> EXERCISE: Make an exact copy of the entries below.

=== RECORDS FOR THE EXERCISE ===

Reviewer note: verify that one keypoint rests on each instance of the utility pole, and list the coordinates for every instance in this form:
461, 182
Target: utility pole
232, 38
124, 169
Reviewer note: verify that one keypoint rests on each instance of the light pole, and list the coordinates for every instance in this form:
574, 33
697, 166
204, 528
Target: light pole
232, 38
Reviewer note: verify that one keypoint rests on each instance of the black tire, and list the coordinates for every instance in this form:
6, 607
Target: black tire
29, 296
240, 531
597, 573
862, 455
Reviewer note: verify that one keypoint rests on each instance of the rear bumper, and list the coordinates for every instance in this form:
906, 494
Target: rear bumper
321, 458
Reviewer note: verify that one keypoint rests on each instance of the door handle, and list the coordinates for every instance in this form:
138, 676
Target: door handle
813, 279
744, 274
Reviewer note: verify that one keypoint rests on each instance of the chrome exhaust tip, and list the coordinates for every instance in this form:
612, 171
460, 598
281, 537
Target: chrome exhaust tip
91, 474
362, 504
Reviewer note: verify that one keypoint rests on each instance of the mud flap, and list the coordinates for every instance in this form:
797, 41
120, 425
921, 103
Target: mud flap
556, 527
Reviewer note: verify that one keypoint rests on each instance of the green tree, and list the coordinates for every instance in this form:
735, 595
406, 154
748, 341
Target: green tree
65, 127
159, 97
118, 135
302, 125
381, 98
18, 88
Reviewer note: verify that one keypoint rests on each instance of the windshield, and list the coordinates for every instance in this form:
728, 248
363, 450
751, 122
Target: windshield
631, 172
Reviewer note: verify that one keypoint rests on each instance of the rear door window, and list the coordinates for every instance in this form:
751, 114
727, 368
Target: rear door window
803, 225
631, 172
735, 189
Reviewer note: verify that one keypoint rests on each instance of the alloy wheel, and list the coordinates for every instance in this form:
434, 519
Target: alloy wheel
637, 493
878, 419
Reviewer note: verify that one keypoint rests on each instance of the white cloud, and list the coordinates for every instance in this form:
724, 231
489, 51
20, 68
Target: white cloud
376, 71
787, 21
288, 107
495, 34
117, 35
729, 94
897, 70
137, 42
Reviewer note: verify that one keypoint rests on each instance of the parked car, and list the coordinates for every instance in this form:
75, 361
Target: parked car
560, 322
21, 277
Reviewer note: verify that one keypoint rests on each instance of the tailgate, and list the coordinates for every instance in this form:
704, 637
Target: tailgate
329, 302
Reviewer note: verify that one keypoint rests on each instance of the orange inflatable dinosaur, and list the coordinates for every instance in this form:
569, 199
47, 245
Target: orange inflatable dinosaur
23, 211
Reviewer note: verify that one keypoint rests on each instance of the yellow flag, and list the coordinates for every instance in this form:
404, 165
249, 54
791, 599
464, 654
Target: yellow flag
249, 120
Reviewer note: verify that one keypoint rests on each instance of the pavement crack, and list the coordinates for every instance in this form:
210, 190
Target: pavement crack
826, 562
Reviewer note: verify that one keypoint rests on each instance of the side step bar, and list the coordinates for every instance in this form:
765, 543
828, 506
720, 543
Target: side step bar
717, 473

===

> RESPONSE FOR THIS EXERCISE:
Reviewer note: verify that one keypoint rests on each instance of the utility pole, and list the coordinates for every instance in this form:
461, 182
Target: utility pole
232, 38
124, 169
Reviewer note: verify that one keypoint rests on each instance of the light pole, and list the coordinates for every instance in this form:
574, 33
697, 166
204, 528
Target: light pole
232, 38
Reviewer note: verify that one keypoint rests on each instance of the black tire, and list the coordinates for every instance in this form:
6, 607
Target: black tire
29, 296
240, 531
597, 573
862, 455
Reviewer note: verify that one keypoint rests on each instance of the rear bumper, and list the coordinates for every instance in this form:
906, 494
Target: rear bumper
321, 458
Reviewer note: verify that one keypoint rests on each instance of the door handle, and list the coordinates for every instance in this form:
138, 676
Target: door handle
813, 279
744, 274
Reviewer note: verify that one keypoint rests on each instance of the chrome exhaust tip, and list the coordinates for every instance in this form:
612, 171
460, 598
281, 537
Target: chrome exhaust tip
91, 474
362, 504
Reviewer note: verify that one keypoint rests on each instance of the mud flap, and list the coordinates for every instance in this form:
797, 41
120, 425
921, 103
Target: mud flap
556, 527
Reviewer note: verify that one keypoint rests on each instance of the green tree, and list the coordinates for every instance in this form:
735, 595
406, 154
748, 341
Target: green tree
65, 127
159, 97
118, 135
302, 125
381, 98
18, 88
Reviewer note: verify that one keypoint rests on each instance of the windshield, and list the coordinates for every instance in this form:
728, 248
363, 450
751, 122
Target: windshield
631, 172
Reviewer note: verify that one keypoint rests on each instance of the rear door window, and list the coordinates for every instance in this form:
751, 114
727, 368
Target: rear door window
803, 225
631, 172
735, 189
Reviewer note: verify that one keypoint rests on each instance of the alloy wheel, and list the coordinates for every instance in this form:
434, 519
Target: alloy wheel
637, 493
878, 419
Reviewer note: verify that one keypoint rests on each instance of the white cloud, and list the coordinates for every instance in this form:
724, 231
489, 51
20, 68
Target: white cloud
376, 71
787, 21
288, 107
495, 34
117, 35
729, 94
897, 70
137, 42
Reviewer note: verify that one keypoint rests on each instance of the parked car, and list the coordinates for every instance in this form:
75, 361
Target: parked car
560, 322
21, 277
Reviewer note: verify that one keypoint rests on each instance of the tailgate, and list the coordinates for every instance in this form:
704, 637
Target: tailgate
329, 302
Reviewer note: verify that one keypoint rests on each instance of the orange inflatable dinosaur, and list the coordinates for every instance in this form:
569, 199
47, 245
Target: orange inflatable dinosaur
23, 211
Reviewer note: verify that one keypoint rests on each instance of the yellow flag, and list the coordinates for every instance in this form:
404, 165
249, 54
791, 599
464, 654
Target: yellow flag
249, 120
Reviewer note: verify that one keypoint rests on each instance of the pavement crack, and list the coordinates for every instance in this form:
210, 190
Target: pavement crack
826, 562
Reviewer note: verify that one keypoint rests on each instance of the side step bar, and list the coordinates for every instance in this form:
765, 543
828, 506
720, 543
Target: side step bar
717, 473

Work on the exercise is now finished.